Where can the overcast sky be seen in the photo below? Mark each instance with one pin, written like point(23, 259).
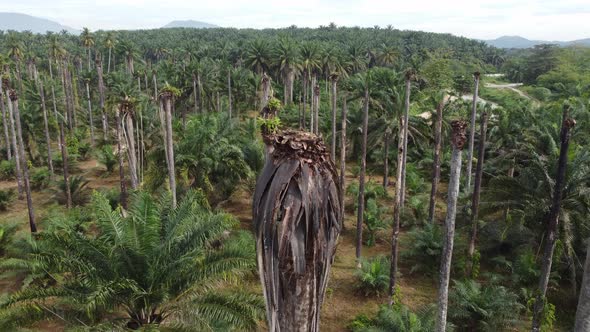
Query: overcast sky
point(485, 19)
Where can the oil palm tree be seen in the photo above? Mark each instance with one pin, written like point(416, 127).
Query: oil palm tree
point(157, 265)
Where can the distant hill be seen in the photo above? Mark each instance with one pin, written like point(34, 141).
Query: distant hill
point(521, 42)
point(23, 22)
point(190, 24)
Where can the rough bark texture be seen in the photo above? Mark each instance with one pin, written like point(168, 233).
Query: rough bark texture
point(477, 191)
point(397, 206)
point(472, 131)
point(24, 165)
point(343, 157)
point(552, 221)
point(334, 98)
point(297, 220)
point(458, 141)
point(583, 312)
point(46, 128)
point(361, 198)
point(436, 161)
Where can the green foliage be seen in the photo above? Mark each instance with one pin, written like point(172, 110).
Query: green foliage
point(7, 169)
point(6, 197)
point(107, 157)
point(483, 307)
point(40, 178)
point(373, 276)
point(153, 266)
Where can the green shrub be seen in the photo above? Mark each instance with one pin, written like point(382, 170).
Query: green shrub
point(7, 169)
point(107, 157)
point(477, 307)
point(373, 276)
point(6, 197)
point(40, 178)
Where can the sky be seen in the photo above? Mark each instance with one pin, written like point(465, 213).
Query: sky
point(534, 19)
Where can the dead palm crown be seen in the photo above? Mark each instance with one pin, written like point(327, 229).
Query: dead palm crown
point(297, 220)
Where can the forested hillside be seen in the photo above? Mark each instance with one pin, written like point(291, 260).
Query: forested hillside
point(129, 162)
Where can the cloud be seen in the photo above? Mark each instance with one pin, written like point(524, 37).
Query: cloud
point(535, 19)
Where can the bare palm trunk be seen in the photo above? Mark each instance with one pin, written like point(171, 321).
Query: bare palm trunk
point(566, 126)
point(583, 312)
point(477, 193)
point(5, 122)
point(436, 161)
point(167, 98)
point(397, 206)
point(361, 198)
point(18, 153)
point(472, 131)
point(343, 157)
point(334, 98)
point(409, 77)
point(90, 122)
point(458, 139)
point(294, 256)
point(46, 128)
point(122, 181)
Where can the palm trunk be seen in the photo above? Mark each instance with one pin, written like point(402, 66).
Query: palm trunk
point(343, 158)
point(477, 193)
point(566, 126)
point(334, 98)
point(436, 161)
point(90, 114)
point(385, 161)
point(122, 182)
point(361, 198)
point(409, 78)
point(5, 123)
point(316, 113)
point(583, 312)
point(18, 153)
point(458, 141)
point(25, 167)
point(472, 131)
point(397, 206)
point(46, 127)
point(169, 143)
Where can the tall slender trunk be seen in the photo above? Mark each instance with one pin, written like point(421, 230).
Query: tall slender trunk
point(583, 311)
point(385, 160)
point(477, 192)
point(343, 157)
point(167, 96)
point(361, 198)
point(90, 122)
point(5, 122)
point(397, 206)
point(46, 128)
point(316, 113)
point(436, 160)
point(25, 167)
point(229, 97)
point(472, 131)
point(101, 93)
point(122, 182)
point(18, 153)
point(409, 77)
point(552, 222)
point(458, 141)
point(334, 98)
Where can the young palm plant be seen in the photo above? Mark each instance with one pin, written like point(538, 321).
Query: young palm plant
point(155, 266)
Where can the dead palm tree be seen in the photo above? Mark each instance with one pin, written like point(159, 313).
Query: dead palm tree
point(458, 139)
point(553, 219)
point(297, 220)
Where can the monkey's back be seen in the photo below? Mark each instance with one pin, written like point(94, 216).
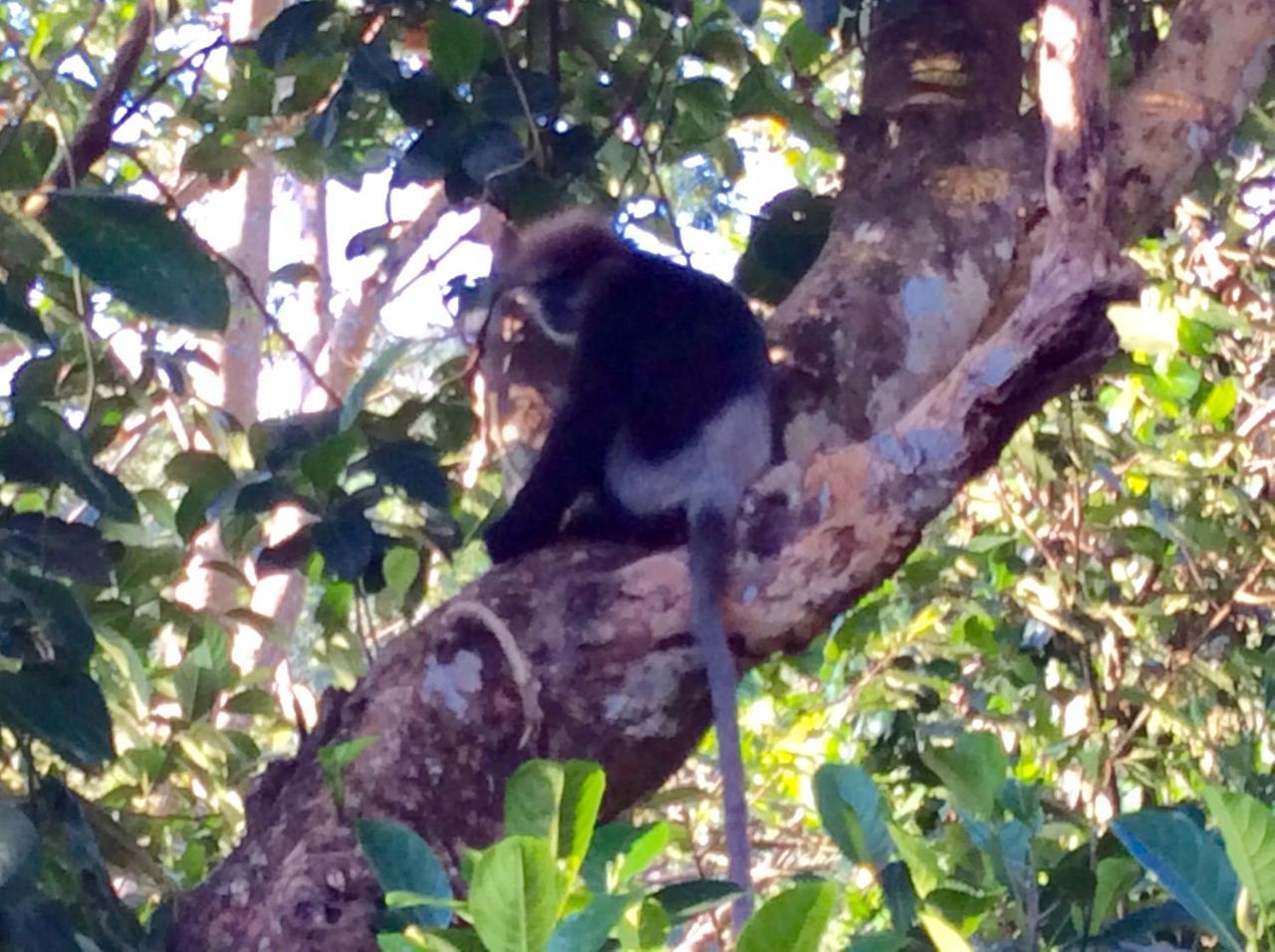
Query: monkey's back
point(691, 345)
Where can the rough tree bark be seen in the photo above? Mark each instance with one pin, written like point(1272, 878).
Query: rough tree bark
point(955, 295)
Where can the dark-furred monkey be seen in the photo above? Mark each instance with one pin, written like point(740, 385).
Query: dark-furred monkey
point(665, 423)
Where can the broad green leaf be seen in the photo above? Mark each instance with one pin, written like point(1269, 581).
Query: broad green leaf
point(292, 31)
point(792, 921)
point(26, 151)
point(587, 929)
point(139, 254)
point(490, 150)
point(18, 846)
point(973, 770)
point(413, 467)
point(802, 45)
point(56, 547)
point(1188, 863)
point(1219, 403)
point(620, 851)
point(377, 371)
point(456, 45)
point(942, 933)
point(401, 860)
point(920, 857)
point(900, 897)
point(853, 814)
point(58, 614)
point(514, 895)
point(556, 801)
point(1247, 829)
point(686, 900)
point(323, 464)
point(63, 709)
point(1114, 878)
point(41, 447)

----------------------------------------

▶ [Short task]: Could you copy all of the data above line for line, with the pictures left out?

▶ [Task result]:
Where can the overcast sky be seen in the photo below? Mark each instance with one pin, written like point(23, 259).
Query: overcast sky
point(485, 19)
Where can the oil palm tree be seen in the photo above? Mark each instance with one pin, written like point(416, 127).
Query: oil palm tree
point(157, 265)
Where can the distant hill be seen in the photo above? Mark each instance with one pin, written like point(34, 141).
Query: distant hill
point(521, 42)
point(23, 22)
point(190, 24)
Where can the rough bark texture be seen in the photo above? Mark each instance with one pin, written like point(168, 233).
Query: rough bark texture
point(477, 191)
point(397, 206)
point(472, 131)
point(24, 165)
point(343, 157)
point(552, 221)
point(334, 98)
point(297, 220)
point(458, 141)
point(583, 312)
point(46, 128)
point(361, 198)
point(436, 161)
Where can the green foliage be seen in the photo above? Mark each instance with one pin, written like point(172, 110).
Query: green foliage
point(7, 169)
point(6, 197)
point(107, 157)
point(483, 307)
point(40, 178)
point(373, 276)
point(153, 266)
Where can the green shrub be seen in the photo above? Mark each instance with one pin, written like point(382, 170).
Query: green shrub
point(7, 169)
point(107, 157)
point(477, 307)
point(373, 276)
point(6, 197)
point(40, 178)
Where can the sky be seen in the photo above? Mark each instance with one pin, written like point(465, 213).
Query: sky
point(534, 19)
Where can the dead palm crown be seen in the photo above? Mark each instance with one pin, written like point(327, 229).
Query: dead palm crown
point(297, 220)
Where can the forested hillside be seen in the photo above? Mark each instance with one pin, written like point(291, 260).
Query: forested hillside
point(129, 162)
Where can the cloud be seen in the photo above? Mark each instance with one pin, written like point(524, 37).
Query: cloud
point(535, 19)
Where can the bare palm trunk be seen in the photo above? Mark each instance with one pin, written like point(171, 321).
Query: bare palm trunk
point(566, 126)
point(583, 312)
point(477, 193)
point(5, 122)
point(436, 161)
point(167, 98)
point(397, 206)
point(361, 198)
point(18, 153)
point(472, 131)
point(343, 157)
point(334, 98)
point(409, 77)
point(90, 122)
point(458, 139)
point(294, 256)
point(46, 128)
point(122, 181)
Where can the palm trunk be seen in the photo above? Mark each instance with one pin, written like point(402, 66).
Query: palm trunk
point(343, 158)
point(477, 193)
point(566, 126)
point(334, 98)
point(436, 161)
point(90, 114)
point(385, 161)
point(122, 182)
point(361, 198)
point(409, 78)
point(5, 123)
point(316, 113)
point(583, 312)
point(18, 153)
point(458, 141)
point(25, 167)
point(472, 131)
point(397, 206)
point(46, 127)
point(169, 143)
Where can the tall slender trunk be seen in the photo above? Mark each instance with one pin, written like point(421, 230).
Query: tall slender trunk
point(583, 311)
point(385, 160)
point(477, 192)
point(343, 157)
point(167, 96)
point(361, 198)
point(90, 122)
point(5, 122)
point(397, 206)
point(46, 128)
point(316, 113)
point(436, 160)
point(25, 167)
point(229, 97)
point(472, 131)
point(101, 93)
point(122, 182)
point(18, 153)
point(409, 77)
point(552, 222)
point(458, 141)
point(334, 98)
Where can the young palm plant be seen in the photo above? Mark each instance with one pin, written like point(538, 321).
Query: young palm plant
point(155, 266)
Where can the dead palm tree be seen in the photo above? Mark each instance with one pin, written like point(159, 313).
Query: dead palm tree
point(458, 139)
point(553, 219)
point(297, 220)
Where can the monkey's back be seen in the photo below? Mark each instance with one pin, written like point(94, 216).
Query: monkey's back
point(691, 345)
Where can the rough tree bark be seen in the photo above? Mark each instance with one pin, written like point(1272, 878).
Query: rough tree bark
point(955, 295)
Where can the dark-furred monkey be seen in the photo above? Mark each instance with one pin, written like point(740, 385).
Query: dark-furred monkey
point(665, 423)
Where can the broad green leaf be seen in the photo above? Mark each instance with one pin, written like point(1269, 581).
Query: broad green leaf
point(292, 31)
point(792, 921)
point(26, 151)
point(587, 929)
point(139, 254)
point(490, 150)
point(18, 846)
point(973, 770)
point(413, 467)
point(802, 45)
point(56, 547)
point(1188, 863)
point(1219, 403)
point(620, 851)
point(377, 371)
point(456, 45)
point(942, 933)
point(401, 860)
point(920, 857)
point(900, 897)
point(853, 814)
point(58, 614)
point(514, 895)
point(556, 801)
point(1247, 829)
point(686, 900)
point(323, 464)
point(63, 709)
point(1114, 878)
point(41, 447)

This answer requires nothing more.